:: Extrait proposé ::
□ □ □ □ □ □ □
Durant les deux premières années, Nathalie Langevin, aux affaires académiques, assume la codirection de l’École supérieure de mode de Montréal avec Michèle Boulanger-Bussière, du Collège LaSalle, aux affaires administratives. La codirection, une mesure temporaire visant à s’assurer que les deux établissements participent à la mise sur pied de l’École, sera abolie en 1997. Le partenariat avec le Collège LaSalle prendra fin quant à lui en 2009.

Première cohorte

À l’automne 1995, les premiers étudiants du baccalauréat en gestion et design de la mode sont accueillis dans des locaux du bâtiment Astral, sur la rue Sainte-Catherine Ouest, où le Collège LaSalle a aussi ses pénates. «Nous étions deux entités distinctes avec une identité propre, mais cette proximité était favorable aux échanges académiques et administratifs», précise Nathalie Langevin. Des cours se donnent également au campus central dans le pavillon des Sciences de la gestion. La plupart des étudiants du nouveau programme détiennent un diplôme collégial en mode ou ont fait des études supérieures dans des domaines connexes comme les relations publiques ou le marketing.
□ □ □ □ □ □ □
:: Lignes de données ::
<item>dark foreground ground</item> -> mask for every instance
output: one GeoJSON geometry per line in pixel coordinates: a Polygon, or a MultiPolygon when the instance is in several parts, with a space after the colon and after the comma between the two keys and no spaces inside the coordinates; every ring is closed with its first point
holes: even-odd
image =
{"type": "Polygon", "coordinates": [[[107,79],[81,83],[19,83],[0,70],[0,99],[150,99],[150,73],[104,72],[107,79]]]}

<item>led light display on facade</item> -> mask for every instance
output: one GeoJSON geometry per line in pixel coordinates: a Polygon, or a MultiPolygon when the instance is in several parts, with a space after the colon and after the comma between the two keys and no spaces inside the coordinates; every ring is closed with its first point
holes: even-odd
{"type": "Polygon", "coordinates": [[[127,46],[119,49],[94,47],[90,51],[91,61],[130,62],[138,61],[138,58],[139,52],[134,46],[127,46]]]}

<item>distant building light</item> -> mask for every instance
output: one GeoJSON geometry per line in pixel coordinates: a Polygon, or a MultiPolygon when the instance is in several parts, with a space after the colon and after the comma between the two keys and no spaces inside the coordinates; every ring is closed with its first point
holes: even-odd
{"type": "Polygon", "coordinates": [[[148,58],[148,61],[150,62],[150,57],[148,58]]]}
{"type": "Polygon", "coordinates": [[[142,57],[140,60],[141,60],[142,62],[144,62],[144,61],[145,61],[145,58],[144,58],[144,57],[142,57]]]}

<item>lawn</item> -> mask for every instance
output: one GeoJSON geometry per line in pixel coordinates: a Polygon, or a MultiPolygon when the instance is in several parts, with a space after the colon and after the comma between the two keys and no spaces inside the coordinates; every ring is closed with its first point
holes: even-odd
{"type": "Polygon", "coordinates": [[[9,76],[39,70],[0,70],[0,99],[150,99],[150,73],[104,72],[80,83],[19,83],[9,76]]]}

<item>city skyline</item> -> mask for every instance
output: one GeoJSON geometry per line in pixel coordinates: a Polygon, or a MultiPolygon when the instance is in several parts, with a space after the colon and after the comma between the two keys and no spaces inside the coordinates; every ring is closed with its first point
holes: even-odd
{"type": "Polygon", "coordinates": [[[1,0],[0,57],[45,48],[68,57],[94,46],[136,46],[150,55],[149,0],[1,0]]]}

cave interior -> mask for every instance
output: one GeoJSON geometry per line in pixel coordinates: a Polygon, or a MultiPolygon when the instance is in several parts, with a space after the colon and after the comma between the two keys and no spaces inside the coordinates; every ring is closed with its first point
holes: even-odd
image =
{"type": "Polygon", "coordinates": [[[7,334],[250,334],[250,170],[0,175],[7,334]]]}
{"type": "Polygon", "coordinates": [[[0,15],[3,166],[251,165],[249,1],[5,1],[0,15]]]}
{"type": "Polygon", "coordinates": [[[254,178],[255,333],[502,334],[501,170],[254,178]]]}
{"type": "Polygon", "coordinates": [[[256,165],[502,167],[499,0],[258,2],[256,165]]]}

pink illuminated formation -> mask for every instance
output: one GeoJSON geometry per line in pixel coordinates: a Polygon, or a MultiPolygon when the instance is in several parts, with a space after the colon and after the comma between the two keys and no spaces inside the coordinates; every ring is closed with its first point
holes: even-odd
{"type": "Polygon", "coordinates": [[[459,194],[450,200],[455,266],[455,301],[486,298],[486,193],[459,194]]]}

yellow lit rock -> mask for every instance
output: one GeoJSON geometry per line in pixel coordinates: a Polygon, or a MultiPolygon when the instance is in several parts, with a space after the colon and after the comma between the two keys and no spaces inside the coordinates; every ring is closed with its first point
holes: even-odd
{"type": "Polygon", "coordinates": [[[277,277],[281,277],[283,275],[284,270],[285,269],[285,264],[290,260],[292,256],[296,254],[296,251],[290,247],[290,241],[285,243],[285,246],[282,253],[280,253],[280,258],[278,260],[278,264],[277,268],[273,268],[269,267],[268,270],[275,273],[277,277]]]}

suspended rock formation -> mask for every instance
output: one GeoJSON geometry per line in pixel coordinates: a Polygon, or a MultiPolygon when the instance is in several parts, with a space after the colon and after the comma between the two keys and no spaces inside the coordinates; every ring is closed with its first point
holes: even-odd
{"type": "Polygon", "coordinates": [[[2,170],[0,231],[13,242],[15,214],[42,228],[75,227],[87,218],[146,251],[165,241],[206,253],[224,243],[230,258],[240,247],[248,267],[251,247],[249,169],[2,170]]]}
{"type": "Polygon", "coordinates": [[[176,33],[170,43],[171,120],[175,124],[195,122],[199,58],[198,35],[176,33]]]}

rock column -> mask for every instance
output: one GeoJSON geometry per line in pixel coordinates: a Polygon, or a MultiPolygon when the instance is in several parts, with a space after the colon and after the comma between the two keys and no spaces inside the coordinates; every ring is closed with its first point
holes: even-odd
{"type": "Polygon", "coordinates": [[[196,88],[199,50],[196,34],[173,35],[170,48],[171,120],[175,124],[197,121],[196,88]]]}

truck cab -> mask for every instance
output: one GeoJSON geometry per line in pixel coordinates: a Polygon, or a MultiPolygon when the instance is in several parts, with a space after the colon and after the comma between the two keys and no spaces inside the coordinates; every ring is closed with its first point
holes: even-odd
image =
□ □ □ □ □ □ □
:: Tâches ::
a) D'après l'extrait, en quelle année le partenariat avec le Collège LaSalle a-t-il pris fin ?
b) Recopiez à l'identique, s'il vous plaît, les lignes de données allant de celle qui contient « truck cab -> mask for every instance » jusqu'à la dernière, toutes deux comprises.

:: Corrigé des tâches ::
a) En 2009.

b)
truck cab -> mask for every instance
output: one GeoJSON geometry per line in pixel coordinates: a Polygon, or a MultiPolygon when the instance is in several parts, with a space after the colon and after the comma between the two keys and no spaces inside the coordinates; every ring is closed with its first point
holes: even-odd
image =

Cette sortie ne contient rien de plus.